**Work task**
Quote the passage on group identity and mortality word for word, from "This is probably why" up to and including "and unquestioning support.".

It’s not so much the number of people that counts as it is the ideology, it’s the shared beliefs and values. Feeling part of a larger whole helps lower the anxiety caused by that painful sense of existential isolation that all humans must face as thinking, feeling, separate organisms aware of their precarious position in the cosmos.

They realize, at varying levels of awareness, that they can’t go on forever, that at some point they will succumb to an accident, disease, old age, and so the group with which they identify becomes highly significant, not just for their present as a way to combat existential isolation but for their future as a way to combat mortality. The group is a natural choice for the immortality project because it can survive indefinitely. The hope is that having made an important contribution to it or at least having been a part of it will mean that they will live on within its cultural fabric long after they are gone.

This is probably why people resist with uncommon intensity the disbanding of any group with which they identify. It’s not just the group’s survival on the line. At the unconscious level it’s their own survival on the line. The death of the group is their death too, the stamping out of their symbolic existence.

This is probably also why people are so blind to the detrimental aspects of the groups to which they belong. The fact that membership combats existential isolation and mortality blots out awareness of the negatives, causing members to gloss over, rationalize, or flat out deny problems that are blatantly obvious to outside observers. For most people too much is at stake to risk becoming aware of information that could cause the group’s demise and with it their own demise, so they continue to give their full and unquestioning support.

**Given data**

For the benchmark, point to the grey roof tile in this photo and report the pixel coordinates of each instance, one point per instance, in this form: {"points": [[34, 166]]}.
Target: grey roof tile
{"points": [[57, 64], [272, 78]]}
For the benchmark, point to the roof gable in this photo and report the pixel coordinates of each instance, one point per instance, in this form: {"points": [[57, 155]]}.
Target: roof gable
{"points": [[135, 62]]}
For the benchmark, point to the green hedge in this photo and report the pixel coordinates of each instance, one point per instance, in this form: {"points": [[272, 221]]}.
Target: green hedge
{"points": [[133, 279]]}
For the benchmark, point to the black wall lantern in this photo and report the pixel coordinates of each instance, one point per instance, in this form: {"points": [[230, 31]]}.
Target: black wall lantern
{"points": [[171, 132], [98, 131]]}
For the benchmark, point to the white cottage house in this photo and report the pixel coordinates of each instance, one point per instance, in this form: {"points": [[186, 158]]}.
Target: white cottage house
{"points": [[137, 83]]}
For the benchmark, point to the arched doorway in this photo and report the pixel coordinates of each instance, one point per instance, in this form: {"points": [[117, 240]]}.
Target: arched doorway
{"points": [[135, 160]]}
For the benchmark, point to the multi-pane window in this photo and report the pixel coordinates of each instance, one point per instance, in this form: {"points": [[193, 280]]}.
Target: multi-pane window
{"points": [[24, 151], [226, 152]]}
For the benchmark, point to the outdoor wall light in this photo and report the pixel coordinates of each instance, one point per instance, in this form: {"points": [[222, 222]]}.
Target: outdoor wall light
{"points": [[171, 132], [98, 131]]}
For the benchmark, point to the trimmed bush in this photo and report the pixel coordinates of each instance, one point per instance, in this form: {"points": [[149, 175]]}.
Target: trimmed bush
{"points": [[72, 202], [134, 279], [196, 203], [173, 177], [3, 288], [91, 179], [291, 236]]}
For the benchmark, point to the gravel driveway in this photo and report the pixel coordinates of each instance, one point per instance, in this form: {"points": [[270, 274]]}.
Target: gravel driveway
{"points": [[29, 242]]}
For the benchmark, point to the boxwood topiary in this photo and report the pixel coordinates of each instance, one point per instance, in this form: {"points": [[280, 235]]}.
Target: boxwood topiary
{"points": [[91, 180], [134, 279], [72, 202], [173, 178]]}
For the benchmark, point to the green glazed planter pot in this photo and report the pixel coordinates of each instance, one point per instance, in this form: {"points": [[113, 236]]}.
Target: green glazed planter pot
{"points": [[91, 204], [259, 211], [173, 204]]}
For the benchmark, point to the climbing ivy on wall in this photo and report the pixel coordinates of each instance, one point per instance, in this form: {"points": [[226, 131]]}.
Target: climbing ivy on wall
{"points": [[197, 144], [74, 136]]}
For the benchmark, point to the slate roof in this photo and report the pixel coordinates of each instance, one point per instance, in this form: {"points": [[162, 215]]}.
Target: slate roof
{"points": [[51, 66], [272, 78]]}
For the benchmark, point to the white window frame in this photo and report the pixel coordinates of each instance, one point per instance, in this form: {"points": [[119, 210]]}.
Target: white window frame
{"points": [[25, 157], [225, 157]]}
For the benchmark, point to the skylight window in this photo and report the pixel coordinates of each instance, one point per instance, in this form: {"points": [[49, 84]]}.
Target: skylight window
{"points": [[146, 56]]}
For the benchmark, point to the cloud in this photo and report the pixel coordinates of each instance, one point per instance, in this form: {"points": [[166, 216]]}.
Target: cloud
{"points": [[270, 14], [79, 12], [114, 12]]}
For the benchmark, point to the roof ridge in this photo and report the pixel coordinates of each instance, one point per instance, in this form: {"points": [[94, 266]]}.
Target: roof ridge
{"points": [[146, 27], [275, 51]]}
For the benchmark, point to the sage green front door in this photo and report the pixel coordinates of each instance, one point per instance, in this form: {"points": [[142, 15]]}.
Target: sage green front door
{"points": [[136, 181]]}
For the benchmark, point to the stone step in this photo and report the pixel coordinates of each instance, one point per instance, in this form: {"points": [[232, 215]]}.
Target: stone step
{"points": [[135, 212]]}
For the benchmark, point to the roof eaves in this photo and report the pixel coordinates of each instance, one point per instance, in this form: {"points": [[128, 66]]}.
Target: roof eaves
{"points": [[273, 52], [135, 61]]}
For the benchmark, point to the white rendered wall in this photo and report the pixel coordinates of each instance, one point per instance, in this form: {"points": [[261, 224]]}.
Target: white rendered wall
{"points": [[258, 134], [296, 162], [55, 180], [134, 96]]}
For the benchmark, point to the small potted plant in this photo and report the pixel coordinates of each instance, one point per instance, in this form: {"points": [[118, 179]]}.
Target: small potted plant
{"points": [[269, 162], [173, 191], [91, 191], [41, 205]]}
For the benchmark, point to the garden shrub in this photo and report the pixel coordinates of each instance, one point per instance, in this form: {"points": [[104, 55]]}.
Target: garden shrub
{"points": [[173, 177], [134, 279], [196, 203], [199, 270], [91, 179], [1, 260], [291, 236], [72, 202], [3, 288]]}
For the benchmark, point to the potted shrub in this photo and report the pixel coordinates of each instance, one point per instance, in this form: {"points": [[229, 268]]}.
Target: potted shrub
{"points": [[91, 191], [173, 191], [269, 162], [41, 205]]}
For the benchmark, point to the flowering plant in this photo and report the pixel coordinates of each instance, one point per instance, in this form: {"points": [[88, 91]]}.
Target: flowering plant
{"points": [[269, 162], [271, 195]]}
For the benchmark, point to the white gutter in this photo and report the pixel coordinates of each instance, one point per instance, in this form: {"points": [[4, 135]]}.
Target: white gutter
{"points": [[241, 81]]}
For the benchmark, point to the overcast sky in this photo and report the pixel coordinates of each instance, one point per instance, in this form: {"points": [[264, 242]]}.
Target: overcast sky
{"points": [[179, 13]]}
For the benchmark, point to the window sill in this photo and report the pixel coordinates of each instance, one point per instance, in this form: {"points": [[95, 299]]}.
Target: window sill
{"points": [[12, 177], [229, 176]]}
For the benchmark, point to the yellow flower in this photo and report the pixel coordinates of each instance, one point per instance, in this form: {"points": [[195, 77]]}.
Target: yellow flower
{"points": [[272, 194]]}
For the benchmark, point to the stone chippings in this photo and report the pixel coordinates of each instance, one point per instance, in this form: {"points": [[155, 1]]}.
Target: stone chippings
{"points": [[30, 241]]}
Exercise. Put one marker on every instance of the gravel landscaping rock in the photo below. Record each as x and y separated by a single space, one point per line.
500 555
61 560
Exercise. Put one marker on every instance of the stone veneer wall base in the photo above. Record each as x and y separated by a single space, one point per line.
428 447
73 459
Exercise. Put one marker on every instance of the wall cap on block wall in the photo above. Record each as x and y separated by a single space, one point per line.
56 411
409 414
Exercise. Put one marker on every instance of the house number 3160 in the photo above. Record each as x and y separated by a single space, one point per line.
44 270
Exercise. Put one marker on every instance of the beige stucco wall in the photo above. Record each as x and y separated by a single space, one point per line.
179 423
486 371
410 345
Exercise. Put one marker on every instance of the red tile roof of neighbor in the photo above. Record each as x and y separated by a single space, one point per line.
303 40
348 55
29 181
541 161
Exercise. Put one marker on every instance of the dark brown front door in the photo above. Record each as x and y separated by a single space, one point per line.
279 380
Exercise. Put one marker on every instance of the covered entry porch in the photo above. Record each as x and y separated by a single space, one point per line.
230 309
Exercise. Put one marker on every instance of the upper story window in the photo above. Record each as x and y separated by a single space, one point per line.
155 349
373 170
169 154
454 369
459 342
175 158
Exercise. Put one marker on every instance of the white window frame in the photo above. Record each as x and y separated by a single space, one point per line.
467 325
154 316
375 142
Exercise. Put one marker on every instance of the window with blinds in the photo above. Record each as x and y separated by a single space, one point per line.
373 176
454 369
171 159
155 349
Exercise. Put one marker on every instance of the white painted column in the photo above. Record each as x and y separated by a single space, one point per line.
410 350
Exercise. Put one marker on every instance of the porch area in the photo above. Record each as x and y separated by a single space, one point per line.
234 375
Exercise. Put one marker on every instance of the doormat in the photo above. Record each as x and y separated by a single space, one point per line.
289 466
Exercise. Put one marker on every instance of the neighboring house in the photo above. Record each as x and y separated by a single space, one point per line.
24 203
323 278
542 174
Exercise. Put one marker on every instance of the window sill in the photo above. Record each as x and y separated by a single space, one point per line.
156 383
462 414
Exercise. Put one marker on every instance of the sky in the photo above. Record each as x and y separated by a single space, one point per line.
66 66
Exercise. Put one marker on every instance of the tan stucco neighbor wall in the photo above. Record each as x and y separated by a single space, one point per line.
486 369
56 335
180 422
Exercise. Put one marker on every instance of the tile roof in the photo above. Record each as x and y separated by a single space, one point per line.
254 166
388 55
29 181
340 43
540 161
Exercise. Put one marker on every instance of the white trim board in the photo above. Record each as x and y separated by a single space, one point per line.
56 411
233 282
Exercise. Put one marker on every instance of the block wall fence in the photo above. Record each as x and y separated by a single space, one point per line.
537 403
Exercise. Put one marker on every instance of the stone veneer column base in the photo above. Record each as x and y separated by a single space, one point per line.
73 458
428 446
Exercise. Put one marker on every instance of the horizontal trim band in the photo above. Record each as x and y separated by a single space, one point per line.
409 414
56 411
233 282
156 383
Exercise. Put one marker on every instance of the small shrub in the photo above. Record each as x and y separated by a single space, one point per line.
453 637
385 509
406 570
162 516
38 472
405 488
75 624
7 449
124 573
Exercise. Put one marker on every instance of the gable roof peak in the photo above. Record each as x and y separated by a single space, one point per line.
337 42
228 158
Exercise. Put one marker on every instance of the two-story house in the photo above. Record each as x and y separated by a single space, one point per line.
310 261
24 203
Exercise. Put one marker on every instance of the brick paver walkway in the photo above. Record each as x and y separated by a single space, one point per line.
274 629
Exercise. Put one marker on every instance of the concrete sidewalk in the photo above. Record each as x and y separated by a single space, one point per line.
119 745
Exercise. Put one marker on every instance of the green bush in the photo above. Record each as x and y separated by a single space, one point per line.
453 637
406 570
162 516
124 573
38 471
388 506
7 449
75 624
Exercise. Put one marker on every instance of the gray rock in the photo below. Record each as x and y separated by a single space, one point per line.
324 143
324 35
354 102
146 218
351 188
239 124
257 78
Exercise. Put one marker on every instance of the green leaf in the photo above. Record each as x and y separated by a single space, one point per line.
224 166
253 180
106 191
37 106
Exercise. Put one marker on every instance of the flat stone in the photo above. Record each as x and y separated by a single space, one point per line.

**Task solution**
This is probably why people resist with uncommon intensity the disbanding of any group with which they identify. It’s not just the group’s survival on the line. At the unconscious level it’s their own survival on the line. The death of the group is their death too, the stamping out of their symbolic existence.

This is probably also why people are so blind to the detrimental aspects of the groups to which they belong. The fact that membership combats existential isolation and mortality blots out awareness of the negatives, causing members to gloss over, rationalize, or flat out deny problems that are blatantly obvious to outside observers. For most people too much is at stake to risk becoming aware of information that could cause the group’s demise and with it their own demise, so they continue to give their full and unquestioning support.